• Data for this exercise:
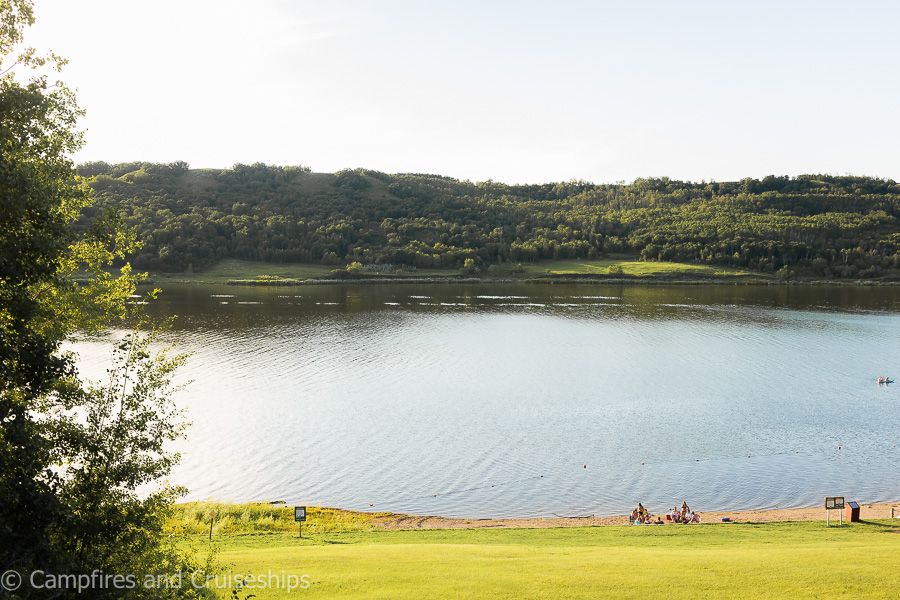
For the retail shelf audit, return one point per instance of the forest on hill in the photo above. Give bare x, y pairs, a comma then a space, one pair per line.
188, 219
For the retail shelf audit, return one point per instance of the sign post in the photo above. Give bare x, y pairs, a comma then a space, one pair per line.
300, 516
834, 503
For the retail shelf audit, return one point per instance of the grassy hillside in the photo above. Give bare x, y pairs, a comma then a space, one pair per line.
189, 220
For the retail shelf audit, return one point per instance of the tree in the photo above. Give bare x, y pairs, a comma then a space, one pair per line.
67, 500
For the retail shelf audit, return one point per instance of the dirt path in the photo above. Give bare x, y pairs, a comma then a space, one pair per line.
402, 521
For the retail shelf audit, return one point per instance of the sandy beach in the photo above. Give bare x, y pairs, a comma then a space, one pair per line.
402, 521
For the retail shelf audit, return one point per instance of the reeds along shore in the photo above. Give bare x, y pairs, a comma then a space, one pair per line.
263, 517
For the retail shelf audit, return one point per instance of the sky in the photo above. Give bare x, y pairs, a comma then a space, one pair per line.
514, 91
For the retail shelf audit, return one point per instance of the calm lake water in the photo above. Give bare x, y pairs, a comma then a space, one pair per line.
530, 401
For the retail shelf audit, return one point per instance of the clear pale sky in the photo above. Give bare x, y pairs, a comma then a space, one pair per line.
515, 91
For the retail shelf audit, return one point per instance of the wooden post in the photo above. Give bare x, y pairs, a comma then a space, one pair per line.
212, 515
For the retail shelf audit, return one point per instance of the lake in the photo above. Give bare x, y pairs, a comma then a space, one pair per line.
536, 400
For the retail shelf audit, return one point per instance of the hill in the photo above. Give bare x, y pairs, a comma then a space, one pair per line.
189, 219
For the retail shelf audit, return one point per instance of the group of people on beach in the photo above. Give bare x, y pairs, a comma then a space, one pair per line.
640, 516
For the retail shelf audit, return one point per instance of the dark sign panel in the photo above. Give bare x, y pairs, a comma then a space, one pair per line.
834, 502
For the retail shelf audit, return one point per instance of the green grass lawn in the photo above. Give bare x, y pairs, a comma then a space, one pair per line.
775, 560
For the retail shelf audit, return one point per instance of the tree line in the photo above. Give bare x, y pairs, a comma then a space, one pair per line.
188, 219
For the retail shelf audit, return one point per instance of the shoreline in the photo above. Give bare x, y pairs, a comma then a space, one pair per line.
400, 521
453, 280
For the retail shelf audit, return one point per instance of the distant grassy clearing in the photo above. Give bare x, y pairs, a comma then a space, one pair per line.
232, 269
629, 267
244, 269
776, 560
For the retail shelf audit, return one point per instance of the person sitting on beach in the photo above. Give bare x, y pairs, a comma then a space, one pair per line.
685, 509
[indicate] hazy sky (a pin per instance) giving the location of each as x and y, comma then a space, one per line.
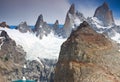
16, 11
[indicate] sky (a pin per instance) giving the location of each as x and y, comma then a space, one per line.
16, 11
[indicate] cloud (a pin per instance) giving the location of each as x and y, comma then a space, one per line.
15, 11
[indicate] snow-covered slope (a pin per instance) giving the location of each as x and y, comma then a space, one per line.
35, 48
112, 31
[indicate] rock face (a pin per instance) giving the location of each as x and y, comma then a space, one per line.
23, 27
12, 58
3, 24
42, 71
58, 31
41, 28
88, 56
104, 14
73, 19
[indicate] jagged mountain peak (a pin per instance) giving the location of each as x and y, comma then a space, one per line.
104, 14
40, 18
72, 9
57, 22
4, 24
105, 5
23, 27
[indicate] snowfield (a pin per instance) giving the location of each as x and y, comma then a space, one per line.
47, 48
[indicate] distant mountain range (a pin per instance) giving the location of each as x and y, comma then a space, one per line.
33, 51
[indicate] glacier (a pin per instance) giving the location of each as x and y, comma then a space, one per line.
47, 48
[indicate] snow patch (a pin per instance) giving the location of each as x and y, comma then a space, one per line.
47, 48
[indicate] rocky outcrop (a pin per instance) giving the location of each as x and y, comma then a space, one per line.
104, 14
58, 31
41, 28
3, 24
23, 27
42, 70
12, 58
73, 19
88, 56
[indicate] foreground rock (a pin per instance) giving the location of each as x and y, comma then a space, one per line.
88, 57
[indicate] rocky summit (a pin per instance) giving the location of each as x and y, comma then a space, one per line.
41, 27
3, 24
23, 27
104, 14
73, 19
88, 56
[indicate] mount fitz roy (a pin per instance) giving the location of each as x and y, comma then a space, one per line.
88, 54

• Try it:
Give every line of the data above again as it stands; the pictures stay out.

• Final answer:
For the retail shelf audit, return one point per instance of the forest on hill in the photo above. Give bare x, y pairs, a comma then a space, one pair per line.
188, 219
For the retail shelf audit, return one point per instance of the sign post in the photo above. Give bare x, y pairs, a comma then a space, one pair per line.
300, 516
834, 503
For the retail shelf audit, return one point per instance of the grassy hillside in the photo above. Give bare x, y pairs, a comma then a space, one pair per line.
189, 220
For the retail shelf audit, return one point per instance of the tree in the photo above. Give bare x, y pairs, a comma then a space, one pair per line.
67, 500
For the retail shelf audit, return one point per instance of the dirt path in the photo above. Give bare x, y pairs, a comma then a space, one pair per line.
402, 521
For the retail shelf audit, return one point per instance of the sandy beach in the photo above. Give bare x, y pairs, a comma then a space, one pair per line.
402, 521
For the retail shelf audit, return one point per instance of the reeds along shore in the photo above. Give bare x, y pairs, a comma then a space, one pair per line.
263, 517
For the retail shelf audit, return one point per instance of the sky in the photo above. Give bare x, y pairs, a comma then a space, one pair per line.
514, 91
For the retail shelf audit, return one point per instance of the calm lake water in the photo above. Give bare x, y pairs, a comma then a space, one pair per line.
530, 401
For the retail shelf audit, return one point per instance of the clear pale sky in the photo above. Give bare x, y pairs, a comma then a space, one pair per line.
515, 91
For the retail shelf audit, return one point per instance of the wooden post in the photo above. Give bare x, y pairs, a comma then a space, one pair per line.
212, 515
For the retail shelf audit, return one point per instance of the lake in the photo above. Give bare x, y pairs, a comma then a space, one pair per line.
536, 400
For the retail shelf audit, return one point per instance of the hill in the photo above. Give bare x, y pairs, a comma then a space, one pair per line.
189, 219
For the retail shelf audit, return one point per instance of the group of people on beach in the photo above. Give bare x, y pairs, a comma then a space, one pair per line.
640, 516
For the retail shelf audit, return one point per instance of the dark sign panel in the photo above. Give bare x, y pairs, a comma then a space, one pair per line.
834, 502
For the retail shelf audit, return one point per instance of the green grass lawn in the photo above. Give bare x, y pairs, a comma then a space, one pair per line.
775, 560
For the retail shelf audit, return one point per instance of the tree line in the photo above. Give bare x, y pairs, a comma then a space, one pair per line.
188, 219
For the retail shelf audit, return one point per instance of the shoreline in the photo above. Give bare x, y pairs, a comma then a space, one pair per line.
400, 521
453, 280
For the retail shelf audit, return one point per instance of the distant grassy clearing in the photo above. Give bare x, y pairs, a comma then a space, one pair per line.
232, 269
629, 267
244, 269
776, 560
For the retail shelf audit, return one point per instance of the person sitting on beach in the photo above. Give bare x, y pairs, a comma then a space, one pair per line.
685, 509
[indicate] hazy sky (a pin per instance) giving the location of each as x and y, comma then a space, one per line.
16, 11
[indicate] sky (a pin per instance) giving the location of each as x and y, comma then a space, one per line.
16, 11
[indicate] cloud (a pin per instance) giving the location of each as x and y, comma then a space, one per line.
15, 11
[indicate] snow-covered slope (a pin per instance) giving the location of each as x and y, comma then a space, one per line.
35, 48
112, 31
[indicate] rock face (a pin per instance) giving the location of each as x and y, comma then a space, one per line.
23, 27
12, 58
3, 24
42, 71
58, 31
41, 28
88, 56
104, 14
73, 19
[indicate] jagged mountain peak (a pin per instance) giving the location of each as x and y, comma then a space, one per line.
104, 14
40, 18
72, 9
57, 22
4, 24
105, 5
23, 27
[indicate] snowfield (a pin per instance) giving the location of each as x and y, comma then a space, one per line.
47, 48
[indicate] distant mountain range (a pin per instance) giving the location of each as x and y, comma then a space, one per line.
33, 51
[indicate] glacier (a pin per instance) giving the location of each as x and y, comma then a space, one per line.
47, 48
[indicate] snow patch (a pin per instance) giving the location of each as x and y, comma then a space, one per line.
47, 48
[indicate] rocky outcrop (a pin per instance) giving the location of each as x and y, comma then a space, one per line.
104, 14
58, 31
41, 28
3, 24
23, 27
42, 70
12, 58
73, 19
88, 56
[indicate] foreground rock (a pin per instance) giving the location of each as x and y, comma then a space, one per line.
88, 57
[indicate] rocky summit (a pin per instance) giving the location of each as x and y, comma then a space, one per line.
41, 27
3, 24
23, 27
104, 14
73, 19
88, 56
[indicate] mount fitz roy (a pin per instance) giving the location of each as x and y, comma then a space, one per line.
88, 54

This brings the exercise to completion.